The problem
Collect every line below that contains the string "Query", treating case as significant.

Excerpts from annotation records
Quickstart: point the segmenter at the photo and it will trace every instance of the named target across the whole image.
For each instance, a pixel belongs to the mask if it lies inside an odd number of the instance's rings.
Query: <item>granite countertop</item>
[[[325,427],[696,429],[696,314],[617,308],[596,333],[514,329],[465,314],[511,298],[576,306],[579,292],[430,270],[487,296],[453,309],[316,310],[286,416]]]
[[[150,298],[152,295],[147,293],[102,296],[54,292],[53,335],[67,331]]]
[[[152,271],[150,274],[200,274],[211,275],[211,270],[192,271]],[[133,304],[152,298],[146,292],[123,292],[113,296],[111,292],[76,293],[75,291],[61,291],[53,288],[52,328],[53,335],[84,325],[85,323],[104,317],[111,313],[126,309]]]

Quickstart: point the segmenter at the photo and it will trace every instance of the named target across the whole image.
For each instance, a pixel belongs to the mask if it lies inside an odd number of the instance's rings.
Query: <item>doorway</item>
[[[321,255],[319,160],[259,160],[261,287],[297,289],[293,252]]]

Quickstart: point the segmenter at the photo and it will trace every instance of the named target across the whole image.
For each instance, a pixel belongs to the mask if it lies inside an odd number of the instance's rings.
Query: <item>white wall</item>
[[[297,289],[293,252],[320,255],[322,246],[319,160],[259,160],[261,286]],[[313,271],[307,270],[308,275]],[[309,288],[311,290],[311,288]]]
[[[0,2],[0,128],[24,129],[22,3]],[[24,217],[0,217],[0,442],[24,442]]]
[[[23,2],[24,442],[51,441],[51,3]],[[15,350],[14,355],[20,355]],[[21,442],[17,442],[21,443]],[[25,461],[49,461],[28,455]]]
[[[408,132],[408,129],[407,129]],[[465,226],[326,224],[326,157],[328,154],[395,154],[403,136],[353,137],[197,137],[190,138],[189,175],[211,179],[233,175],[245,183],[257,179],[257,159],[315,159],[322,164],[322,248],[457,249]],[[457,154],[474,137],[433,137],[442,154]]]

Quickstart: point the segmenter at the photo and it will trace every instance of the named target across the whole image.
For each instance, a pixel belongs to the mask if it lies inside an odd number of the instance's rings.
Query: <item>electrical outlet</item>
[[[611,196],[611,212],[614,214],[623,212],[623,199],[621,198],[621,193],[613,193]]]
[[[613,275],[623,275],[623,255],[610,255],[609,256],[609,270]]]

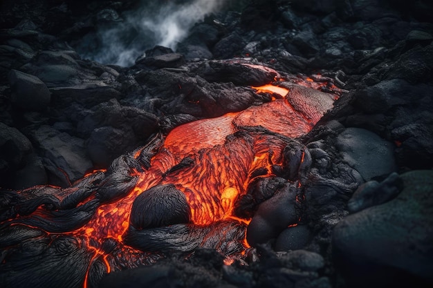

Complete answer
Query: <item>granite countertop</item>
Query: <item>doorway</item>
Query: <item>white wall</item>
Query: <item>electrical outlet</item>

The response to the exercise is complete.